## What to do
1. Answer these questions from the text on the May 1998 riots in Indonesia:
(a) What share of its Gross Domestic Product did Indonesia lose in a single year?
(b) In which city did riots break out on 4 May 1998?
(c) When was Komnas Perempuan established, and by what means?
2. Transcribe the part of the text on the May 1998 riots in Indonesia starting at "Siska, whose name" and ending at "Suharto step down.".
3. Write the next part of the text on the May 1998 riots in Indonesia, picking up after its last sentence.

## Text for analysis

Start of Block

Siska, whose name was changed to protect her identity, told her story to a researcher from the National Commission on Violence Against Women (Komnas Perempuan) for a report on the mass rape of Chinese Indonesian women that occurred during the May 98 riots. Her story was included in a report titled “in denial!” that was released five year after the riots.
The riots were one of the darkest periods in Indonesian history. Riots broke out throughout the nation as Gen. Suharto’s New Order government failed to curb the effects of a region-wide economic crisis. Indonesia lost 13.5 percent of its Gross Domestic Product (GDP) in a single year. The rupiah was in free-fall. The government tried to raise the price of gasoline by 70 percent. The price of electricity tripled. Students were in the streets, protesting at campuses in most major cities to demand that Suharto step down.
But officials with the New Order regime were pointing the finger at the country’s ethnic Chinese minority, a group that was long used as a scapegoat by those in power.
The country had seen a rise in sporadic anti-Chinese riots throughout much of the year. But in May, tensions boiled over. Riots broke out in the country’s third-largest city—Medan, North Sumatra—on 4 May 1998 after a student was allegedly killed by a tear gas canister. By the 12th the violence had hit the capital after security forces opened fire on a crowd of student protestors gathered at West Jakarta’s Trisakti University. Angry mobs soon took over the streets, looting and setting fire to Chinese Indonesian owned shops and targeting ethnic Chinese communities in a wave of violence that lasted for days.
More than 1,000 people were killed in Jakarta alone, many of them looters who died in a series of large fires. Initial estimates uncovered evidence of at least 168 rapes in the Indonesian capital. There were another 300 reported nationwide. Most of the victims were Chinese Indonesian women.
On July 15, 1998, then president BJ Habibie condemned the violence against women in a formal government apology over the events that had occurred only two months earlier. The new Reformasi government established a fact-finding mission to investigate the riots shortly after Suharto’s fall. Komnas Perempuan was established in October 1998 by presidential decree. It was tasked with investigating the allegations of mass rape.
The two fact-finding missions, the Joint Fact Finding Team (TGPF) and the Volunteers Team for Humanity (TRuK), soon found compelling evidence that the rapes had indeed occurred. They submitted their reports to the central government within a month and waited for a response.

End of Block

[Extracted data entries]

Start of Block

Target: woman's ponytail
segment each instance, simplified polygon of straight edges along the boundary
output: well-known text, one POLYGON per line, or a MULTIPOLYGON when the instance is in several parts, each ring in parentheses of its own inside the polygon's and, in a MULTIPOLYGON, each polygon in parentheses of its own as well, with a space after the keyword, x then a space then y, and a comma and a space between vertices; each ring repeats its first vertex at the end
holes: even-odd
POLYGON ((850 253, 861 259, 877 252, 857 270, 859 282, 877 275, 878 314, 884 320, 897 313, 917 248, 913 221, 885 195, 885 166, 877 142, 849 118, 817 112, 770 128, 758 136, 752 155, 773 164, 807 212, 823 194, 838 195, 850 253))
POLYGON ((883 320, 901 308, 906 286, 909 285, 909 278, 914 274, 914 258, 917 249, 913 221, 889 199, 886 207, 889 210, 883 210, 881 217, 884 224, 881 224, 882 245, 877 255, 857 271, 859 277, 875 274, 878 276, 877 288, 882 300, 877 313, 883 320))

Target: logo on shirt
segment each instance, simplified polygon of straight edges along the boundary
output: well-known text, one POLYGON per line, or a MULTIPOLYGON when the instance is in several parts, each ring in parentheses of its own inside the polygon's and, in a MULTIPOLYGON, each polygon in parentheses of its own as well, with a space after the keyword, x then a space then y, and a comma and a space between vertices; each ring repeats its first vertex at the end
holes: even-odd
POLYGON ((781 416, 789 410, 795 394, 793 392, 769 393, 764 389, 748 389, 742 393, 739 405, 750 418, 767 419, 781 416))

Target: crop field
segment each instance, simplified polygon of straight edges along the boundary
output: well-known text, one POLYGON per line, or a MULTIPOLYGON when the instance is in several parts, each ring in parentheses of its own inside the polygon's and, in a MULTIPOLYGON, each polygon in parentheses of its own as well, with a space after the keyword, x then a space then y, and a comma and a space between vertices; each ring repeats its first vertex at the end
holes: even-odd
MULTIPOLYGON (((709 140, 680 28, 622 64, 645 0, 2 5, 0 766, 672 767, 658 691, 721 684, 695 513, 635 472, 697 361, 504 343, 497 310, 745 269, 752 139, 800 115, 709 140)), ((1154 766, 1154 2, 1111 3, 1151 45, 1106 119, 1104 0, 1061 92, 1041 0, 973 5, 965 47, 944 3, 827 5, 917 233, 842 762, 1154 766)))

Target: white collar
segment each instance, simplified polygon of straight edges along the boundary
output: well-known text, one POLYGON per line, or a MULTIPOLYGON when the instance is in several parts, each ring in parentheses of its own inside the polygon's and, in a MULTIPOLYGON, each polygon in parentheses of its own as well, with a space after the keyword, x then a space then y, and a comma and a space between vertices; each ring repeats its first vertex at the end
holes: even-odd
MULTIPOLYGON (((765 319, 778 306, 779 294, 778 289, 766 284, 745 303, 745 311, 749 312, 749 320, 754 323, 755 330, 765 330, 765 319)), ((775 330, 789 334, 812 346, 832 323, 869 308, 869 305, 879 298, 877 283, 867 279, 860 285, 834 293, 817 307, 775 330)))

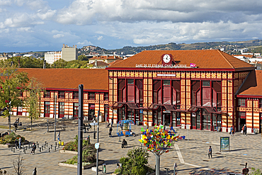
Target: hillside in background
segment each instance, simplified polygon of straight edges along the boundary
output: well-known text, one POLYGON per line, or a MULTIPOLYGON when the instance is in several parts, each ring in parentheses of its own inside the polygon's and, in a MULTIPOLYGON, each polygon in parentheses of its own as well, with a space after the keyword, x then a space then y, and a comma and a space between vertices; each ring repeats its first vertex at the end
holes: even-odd
MULTIPOLYGON (((234 42, 208 42, 192 44, 170 43, 166 45, 131 47, 125 46, 121 49, 106 50, 98 46, 88 45, 78 49, 79 55, 135 55, 144 50, 221 50, 228 54, 239 55, 239 50, 248 48, 247 52, 262 53, 262 40, 234 42)), ((26 54, 33 54, 37 57, 43 57, 45 52, 30 52, 26 54)), ((13 52, 11 52, 13 54, 13 52)), ((1 53, 0 53, 1 54, 1 53)), ((21 53, 21 54, 25 54, 21 53)))
POLYGON ((79 55, 90 54, 96 52, 97 54, 118 54, 118 55, 134 55, 139 53, 143 50, 223 50, 225 52, 232 55, 240 54, 239 50, 248 48, 248 52, 261 52, 261 50, 257 47, 262 47, 262 40, 253 40, 247 41, 236 41, 236 42, 209 42, 209 43, 196 43, 192 44, 176 44, 170 43, 166 45, 156 45, 149 46, 131 47, 125 46, 121 49, 115 50, 105 50, 99 47, 85 46, 81 49, 79 49, 79 55), (89 50, 86 52, 86 48, 89 50), (255 50, 256 49, 256 50, 255 50), (84 50, 86 50, 84 52, 84 50), (260 50, 260 51, 259 51, 260 50))

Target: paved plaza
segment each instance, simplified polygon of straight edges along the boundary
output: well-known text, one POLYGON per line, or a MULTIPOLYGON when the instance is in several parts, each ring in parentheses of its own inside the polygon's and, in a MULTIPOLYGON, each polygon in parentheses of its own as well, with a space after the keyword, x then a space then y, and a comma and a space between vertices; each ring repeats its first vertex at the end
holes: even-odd
MULTIPOLYGON (((11 123, 16 118, 11 118, 11 123)), ((30 123, 30 120, 25 117, 21 117, 23 123, 30 123)), ((46 121, 46 118, 40 118, 34 120, 34 123, 46 121)), ((7 118, 0 118, 0 125, 7 125, 7 118)), ((71 123, 71 121, 70 121, 71 123)), ((138 140, 140 138, 139 131, 144 126, 132 125, 132 130, 137 137, 123 137, 116 136, 116 124, 113 125, 113 137, 108 137, 108 128, 106 128, 105 123, 101 123, 100 126, 99 141, 99 159, 104 159, 106 164, 107 174, 110 174, 116 168, 116 164, 121 157, 126 156, 128 150, 135 147, 141 147, 138 140), (122 141, 125 138, 127 141, 128 147, 126 149, 121 148, 122 141)), ((149 127, 152 128, 152 127, 149 127)), ((52 130, 52 128, 50 128, 52 130)), ((0 129, 0 132, 7 130, 0 129)), ((228 172, 240 173, 244 168, 246 162, 248 167, 262 169, 262 149, 261 135, 248 135, 244 136, 240 132, 237 132, 234 136, 230 136, 230 152, 220 152, 220 137, 229 136, 226 132, 211 132, 207 130, 181 130, 178 132, 181 135, 185 135, 186 139, 175 142, 169 153, 164 154, 161 157, 160 166, 161 174, 166 174, 164 168, 169 168, 169 174, 173 174, 173 164, 178 165, 178 174, 227 174, 228 172), (212 159, 208 159, 207 151, 209 146, 212 147, 212 159)), ((43 127, 37 127, 33 131, 16 132, 16 134, 25 137, 30 142, 38 142, 40 146, 48 142, 55 145, 55 141, 54 132, 47 132, 43 127)), ((67 143, 74 140, 77 135, 77 124, 67 125, 65 131, 61 131, 61 140, 67 143)), ((93 128, 88 133, 84 133, 86 137, 90 135, 91 142, 96 142, 93 137, 93 128)), ((57 141, 56 141, 57 142, 57 141)), ((62 149, 60 147, 59 149, 62 149)), ((69 167, 58 166, 58 162, 63 162, 72 158, 73 155, 59 153, 58 149, 44 149, 41 152, 38 148, 35 154, 30 155, 28 149, 26 153, 23 149, 16 149, 11 152, 11 148, 0 147, 0 169, 6 170, 9 174, 14 174, 12 161, 16 160, 18 154, 24 159, 23 166, 25 174, 31 174, 33 169, 37 167, 38 174, 76 174, 77 169, 69 167)), ((155 157, 152 153, 149 153, 149 164, 154 167, 155 157)), ((101 169, 101 166, 100 169, 101 169)), ((102 174, 99 171, 99 174, 102 174)), ((83 174, 96 174, 91 169, 83 170, 83 174)))

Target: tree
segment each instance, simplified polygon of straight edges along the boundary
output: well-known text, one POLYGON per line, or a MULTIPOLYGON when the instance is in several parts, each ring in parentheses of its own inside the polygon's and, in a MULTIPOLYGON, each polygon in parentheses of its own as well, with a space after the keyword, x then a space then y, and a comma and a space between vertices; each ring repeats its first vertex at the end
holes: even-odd
POLYGON ((28 78, 25 72, 18 72, 14 67, 0 69, 0 108, 7 108, 2 115, 8 116, 9 132, 11 131, 10 111, 14 107, 23 106, 23 99, 19 98, 26 89, 28 78))
POLYGON ((16 174, 17 175, 22 175, 23 173, 23 161, 24 159, 22 157, 20 157, 20 154, 18 157, 16 161, 13 161, 13 166, 16 171, 16 174))
POLYGON ((45 93, 45 88, 40 81, 33 77, 30 79, 27 86, 28 96, 24 100, 24 106, 32 120, 38 119, 41 113, 40 98, 41 93, 45 93))
POLYGON ((179 137, 173 127, 171 127, 169 130, 164 130, 163 125, 156 125, 150 131, 148 129, 144 130, 142 128, 141 132, 142 138, 139 141, 147 147, 148 151, 155 155, 156 175, 159 175, 160 156, 165 152, 169 152, 168 148, 171 147, 172 142, 178 139, 185 139, 186 137, 179 137))
POLYGON ((78 60, 79 61, 88 61, 89 60, 89 58, 87 57, 86 57, 85 55, 79 55, 78 56, 78 60))

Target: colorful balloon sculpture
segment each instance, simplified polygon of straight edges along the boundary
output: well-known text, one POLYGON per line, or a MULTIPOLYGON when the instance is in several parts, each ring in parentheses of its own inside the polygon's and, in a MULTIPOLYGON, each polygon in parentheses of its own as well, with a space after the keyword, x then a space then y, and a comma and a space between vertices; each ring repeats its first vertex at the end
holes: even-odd
POLYGON ((139 141, 147 147, 147 150, 160 156, 164 152, 169 152, 168 148, 171 147, 171 142, 178 139, 185 139, 185 136, 179 136, 173 127, 169 130, 164 130, 163 125, 156 125, 154 129, 144 130, 141 128, 142 134, 142 139, 139 141))

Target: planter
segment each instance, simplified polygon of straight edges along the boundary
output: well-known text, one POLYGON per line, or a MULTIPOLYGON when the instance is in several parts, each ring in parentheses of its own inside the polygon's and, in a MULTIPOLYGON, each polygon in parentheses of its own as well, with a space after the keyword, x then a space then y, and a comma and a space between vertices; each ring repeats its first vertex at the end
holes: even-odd
MULTIPOLYGON (((64 162, 59 162, 59 163, 58 163, 58 165, 61 166, 66 166, 66 167, 71 167, 71 168, 77 169, 77 164, 65 164, 64 162)), ((104 162, 104 160, 99 160, 98 161, 98 165, 103 164, 103 162, 104 162)), ((93 166, 96 166, 96 162, 82 166, 82 169, 90 169, 90 168, 93 167, 93 166)))
MULTIPOLYGON (((28 142, 29 142, 28 141, 25 140, 24 142, 22 142, 21 145, 23 145, 23 144, 28 145, 28 142)), ((16 147, 16 144, 14 143, 6 145, 0 144, 0 147, 16 147)))
POLYGON ((68 151, 68 150, 62 150, 62 149, 60 149, 59 153, 72 154, 77 155, 77 152, 74 152, 74 151, 68 151))
POLYGON ((122 130, 123 134, 125 136, 125 132, 128 132, 129 130, 122 130))

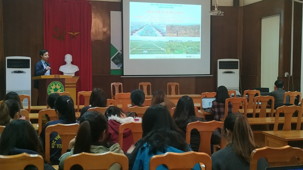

End of Block

## Responses per task
1.
(a) 13.5 percent
(b) Medan, North Sumatra
(c) In October 1998, by presidential decree

2.
Siska, whose name was changed to protect her identity, told her story to a researcher from the National Commission on Violence Against Women (Komnas Perempuan) for a report on the mass rape of Chinese Indonesian women that occurred during the May 98 riots. Her story was included in a report titled “in denial!” that was released five year after the riots.
The riots were one of the darkest periods in Indonesian history. Riots broke out throughout the nation as Gen. Suharto’s New Order government failed to curb the effects of a region-wide economic crisis. Indonesia lost 13.5 percent of its Gross Domestic Product (GDP) in a single year. The rupiah was in free-fall. The government tried to raise the price of gasoline by 70 percent. The price of electricity tripled. Students were in the streets, protesting at campuses in most major cities to demand that Suharto step down.

3.
But by 2003, the commission’s follow-up investigation reached a damning conclusion. The central government had failed to take the investigation any further. The victims, many of them members of the country’s ethnic Chinese minority, were instead forced to live in a society that doubted their claims, denying that the rapes ever happened. The report concluded that five years later, rape victims still hadn’t found justice, writing:
“Such circumstances unfolded in the midst of denials about the tragedy that persist to this day. Refutations were made by the state, which until today has still failed to execute any follow-up measures on the outcomes of the investigation into the May 1998 riots. Accountability for the gross human rights violations that occurred in the incident have never been brought to bear. This state of denial is also manifest in the attitude of broader society, which refuses to acknowledge that the rapes and sexual assaults actually occurred.”
That report came out in May of 2003. But when I met with Mariana Amiruddin, a commissioner at Komnas Perempuan, she told me that in the 14 years that followed, little had changed.
“There wasn’t any development on the rape cases because there were a lot of denials,” Mariana told me. “[The rape cases] were denied and considered lies. It’s as if they never happened.”
Mariana has spent the last two years pushing for a renewed interest in the case, arguing that the victims deserved justice. When we met, Mariana had just finished a meeting with several victims’ families. She would later hold a memorial and condemn the government’s inaction on the matter.
The memorial was held amid the nameless tombs of East Jakarta’s Pondok Ranggon Public Cemetery. Former president BJ Habibie was there. He promised to personally deliver all the fact-finding mission’s reports to President Joko Widodo and urge him to look into why the investigation never progressed any further.
The former president was mobbed by reporters after the event. They wanted to know, had he changed his mind in the 19 years since his apology? No, he said. Then why were the rapes still unsolved, the reporters asked. He said the Reformasi government was, at the time, focused on the very real concerns that the country was about to fall apart.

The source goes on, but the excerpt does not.